Verilen görev a: Aşağıdaki Hobsbawm metnine göre, Hobsbawm'ın entelektüel ilgi alanlarından en ilginci hangisidir?

Metin:
Bütün bu gerekçelerin haklılığı ve geçerliliği bir yana, ömrünün sonuna kadar bir komünist ve aykırı Marksist bir teorisyen olarak kalan Hobsbawm asla bağnaz olmayacak, pek çok komünist aydın gibi o da gerek Stalin döneminde ve gerekse sonrasında Sovyet rejiminde yaşanan olumsuzluklara yönelik eleştirilerden geri kalmayarak, özellikle tarihçiliğini buradan gelecek olumsuzluklardan koruyacaktır. Nitekim ağırlıklı olarak on dokuzuncu yüzyıldan başlayan ve yirminci yüzyıla uzanan, aynı zamanda farklı entelektüel ilgi alanlarına kadar yayılan -caz bu alanların en ilgincidir- herbiri ayrı bir değer ve kapsamda, otuzu aşkın eserden ve çeşitli makalelerden oluşan zengin külliyatı, tarih anlayışı ve yazımı bakımından olduğu kadar, birer başvuru kitabı özelliği taşımaları bakımından da tarih dünyasında -ve de entelektüel dünyada- ayrıcalıklı bir yere sahip olacaktır.

Verilen görev b: Kayıtların ilk satırından başlayıp "(135, 213), (181, 260)" ifadesini içeren satırda biten satırları, iki uç da dahil olmak üzere aynen yinele.

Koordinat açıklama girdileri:

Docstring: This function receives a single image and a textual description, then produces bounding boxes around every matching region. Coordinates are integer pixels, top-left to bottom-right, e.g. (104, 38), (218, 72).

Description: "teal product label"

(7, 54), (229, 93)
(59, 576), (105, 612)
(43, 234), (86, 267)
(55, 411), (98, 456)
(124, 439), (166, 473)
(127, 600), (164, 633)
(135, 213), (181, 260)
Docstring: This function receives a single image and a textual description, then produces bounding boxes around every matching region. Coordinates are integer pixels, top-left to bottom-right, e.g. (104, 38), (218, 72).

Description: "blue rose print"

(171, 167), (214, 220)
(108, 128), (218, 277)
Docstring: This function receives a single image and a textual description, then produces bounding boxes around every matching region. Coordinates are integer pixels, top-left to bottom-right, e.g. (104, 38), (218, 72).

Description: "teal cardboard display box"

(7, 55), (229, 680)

Alıştırma çözümü a: Caz.

Alıştırma çözümü b:
Docstring: This function receives a single image and a textual description, then produces bounding boxes around every matching region. Coordinates are integer pixels, top-left to bottom-right, e.g. (104, 38), (218, 72).

Description: "teal product label"

(7, 54), (229, 93)
(59, 576), (105, 612)
(43, 234), (86, 267)
(55, 411), (98, 456)
(124, 439), (166, 473)
(127, 600), (164, 633)
(135, 213), (181, 260)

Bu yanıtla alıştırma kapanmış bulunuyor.